This project use spark 3.2 with Scala to:
- Consume, clean and enrich VHS events from mongoDB and save the result into parquet file partitioned by codMonth (yyyymm) - Done
- Analyze and segment the enriched data to discover unknown patterns among the data. - In progress
How to build and create the jars enrich-vhs-data.jar(1) and analyze-vhs-data.jar(2)
sbt clean compile assembly
Docker is needed to run this project
Go to spark docker directory
cd [PROJECT_PATH]/docker/spark
Build spark docker from Dockerfile:
docker build -t scalac/spark .
Run spark container
sh run
Enter the spark container
sh shell
How to execute locally the vhs-data-enricher module (jar 1)
spark-submit
--class "VHSDataEnricher"
--master local[4]
enrich-vhs-data/target/scala-2.12/enrich-vhs-data.jar
--behavior=[daily | monthly | both]
--mongoUri=[MongoUriHere]
--database=vhs
--collection=events --fromDate=202101 --toDate=202112
How to execute locally the vhs-data-analyzer module (jar 2)
- Elbow method to determine the best number of cluster for the kMeans algorithm
spark-submit
--class "VHSDataAnalyzer"

*LIST OF TASKS*.
(a) Reproduce the README from "sbt clean compile" to "module (jar 1)", substituting "instance" for "container".
(b) In the README, list every option passed to spark-submit in the command that runs the vhs-data-enricher module.
The items that come next play no part in this exercise.

*RECORD SET*.
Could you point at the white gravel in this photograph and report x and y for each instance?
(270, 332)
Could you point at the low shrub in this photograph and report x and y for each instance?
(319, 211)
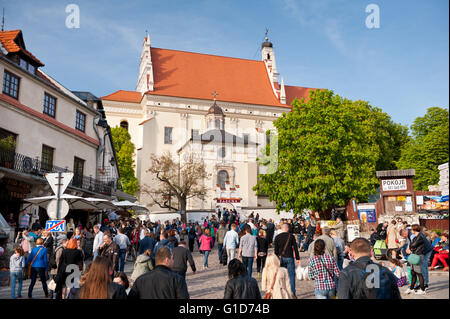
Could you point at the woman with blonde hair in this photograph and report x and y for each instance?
(206, 244)
(275, 279)
(97, 283)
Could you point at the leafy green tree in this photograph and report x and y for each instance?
(125, 151)
(428, 147)
(328, 151)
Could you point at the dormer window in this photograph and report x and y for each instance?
(27, 66)
(23, 64)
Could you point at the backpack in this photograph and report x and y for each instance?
(384, 290)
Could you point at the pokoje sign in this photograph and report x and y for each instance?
(394, 184)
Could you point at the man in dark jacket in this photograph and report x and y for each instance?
(353, 285)
(110, 250)
(146, 243)
(240, 285)
(161, 282)
(285, 246)
(181, 255)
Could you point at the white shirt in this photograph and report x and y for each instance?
(98, 240)
(122, 241)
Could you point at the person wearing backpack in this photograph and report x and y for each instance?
(354, 278)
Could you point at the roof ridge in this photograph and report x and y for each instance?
(213, 55)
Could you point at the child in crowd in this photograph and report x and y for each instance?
(399, 272)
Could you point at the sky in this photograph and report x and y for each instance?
(401, 67)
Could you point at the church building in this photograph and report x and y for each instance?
(219, 108)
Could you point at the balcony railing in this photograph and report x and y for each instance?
(28, 165)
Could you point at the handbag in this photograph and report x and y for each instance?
(414, 259)
(269, 292)
(30, 265)
(333, 277)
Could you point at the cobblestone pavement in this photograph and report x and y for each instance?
(210, 283)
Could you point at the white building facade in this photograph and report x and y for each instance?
(52, 130)
(219, 108)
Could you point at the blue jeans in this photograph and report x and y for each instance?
(248, 264)
(340, 262)
(205, 263)
(289, 263)
(426, 259)
(220, 247)
(13, 277)
(325, 294)
(34, 272)
(122, 254)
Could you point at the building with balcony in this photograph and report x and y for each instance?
(172, 110)
(44, 127)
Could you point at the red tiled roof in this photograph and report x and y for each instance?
(293, 92)
(47, 118)
(145, 121)
(124, 96)
(195, 75)
(8, 40)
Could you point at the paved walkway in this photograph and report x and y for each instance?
(210, 283)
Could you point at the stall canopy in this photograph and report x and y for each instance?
(75, 202)
(129, 205)
(101, 203)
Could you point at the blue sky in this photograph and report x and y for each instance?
(402, 67)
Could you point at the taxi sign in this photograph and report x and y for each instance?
(55, 226)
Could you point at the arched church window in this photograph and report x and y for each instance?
(222, 178)
(124, 124)
(222, 152)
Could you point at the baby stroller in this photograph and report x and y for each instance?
(380, 248)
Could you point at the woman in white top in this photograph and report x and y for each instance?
(277, 276)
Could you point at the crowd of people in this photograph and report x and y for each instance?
(162, 252)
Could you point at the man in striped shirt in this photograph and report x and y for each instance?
(324, 271)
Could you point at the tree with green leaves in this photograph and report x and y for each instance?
(124, 152)
(327, 153)
(176, 181)
(428, 147)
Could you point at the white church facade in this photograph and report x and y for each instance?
(216, 107)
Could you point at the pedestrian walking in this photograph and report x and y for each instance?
(98, 240)
(16, 265)
(98, 284)
(419, 246)
(38, 262)
(182, 255)
(323, 269)
(161, 282)
(71, 255)
(248, 250)
(231, 242)
(206, 244)
(275, 279)
(123, 242)
(191, 238)
(142, 265)
(340, 248)
(263, 247)
(110, 250)
(240, 285)
(353, 279)
(221, 232)
(285, 246)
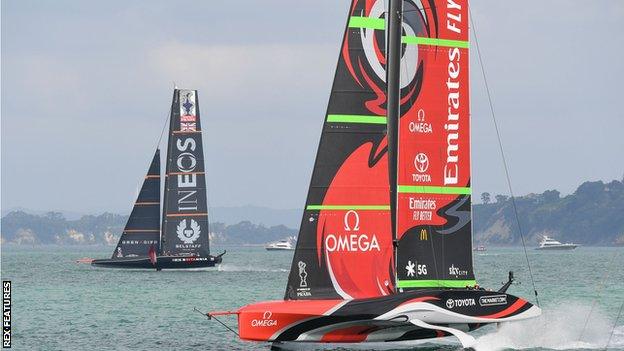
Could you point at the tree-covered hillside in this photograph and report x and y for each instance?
(592, 215)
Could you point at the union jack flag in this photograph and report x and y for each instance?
(187, 118)
(187, 127)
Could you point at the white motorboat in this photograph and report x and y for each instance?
(548, 243)
(282, 245)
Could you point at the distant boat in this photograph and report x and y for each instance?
(548, 243)
(282, 245)
(182, 240)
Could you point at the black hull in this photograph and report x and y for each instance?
(162, 262)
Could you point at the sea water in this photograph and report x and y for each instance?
(61, 305)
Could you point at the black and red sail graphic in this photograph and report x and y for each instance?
(433, 207)
(185, 210)
(344, 249)
(142, 230)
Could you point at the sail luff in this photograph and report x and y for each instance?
(346, 218)
(393, 58)
(434, 215)
(163, 238)
(185, 214)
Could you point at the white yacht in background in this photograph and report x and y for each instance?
(282, 245)
(551, 244)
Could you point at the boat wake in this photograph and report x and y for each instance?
(248, 268)
(558, 328)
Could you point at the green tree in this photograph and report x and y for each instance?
(485, 197)
(501, 198)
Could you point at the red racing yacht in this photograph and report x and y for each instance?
(384, 251)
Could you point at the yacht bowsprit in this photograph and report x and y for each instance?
(181, 241)
(384, 251)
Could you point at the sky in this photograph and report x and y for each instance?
(86, 87)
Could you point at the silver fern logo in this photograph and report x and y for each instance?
(188, 235)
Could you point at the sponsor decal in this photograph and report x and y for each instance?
(451, 168)
(422, 208)
(414, 269)
(421, 163)
(186, 163)
(410, 269)
(188, 127)
(493, 300)
(457, 271)
(6, 314)
(266, 320)
(423, 234)
(187, 106)
(351, 242)
(303, 289)
(188, 234)
(420, 125)
(452, 303)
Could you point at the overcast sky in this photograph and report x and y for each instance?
(86, 87)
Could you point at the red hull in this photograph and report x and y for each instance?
(382, 319)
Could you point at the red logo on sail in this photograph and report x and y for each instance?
(188, 127)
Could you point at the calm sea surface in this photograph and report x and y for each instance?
(61, 305)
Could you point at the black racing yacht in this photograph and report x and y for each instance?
(182, 241)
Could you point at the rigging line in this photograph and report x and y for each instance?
(614, 325)
(215, 318)
(500, 146)
(162, 132)
(605, 277)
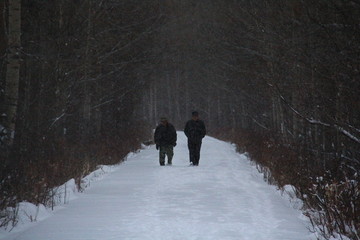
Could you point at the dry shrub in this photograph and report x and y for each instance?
(332, 199)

*ANSWERS*.
(a)
sbt clean compile assembly
Docker is needed to run this project
Go to spark docker directory
cd [PROJECT_PATH]/docker/spark
Build spark docker from Dockerfile:
docker build -t scalac/spark .
Run spark instance
sh run
Enter the spark instance
sh shell
How to execute locally the vhs-data-enricher module (jar 1)

(b)
--class
--master
--behavior
--mongoUri
--database
--collection
--fromDate
--toDate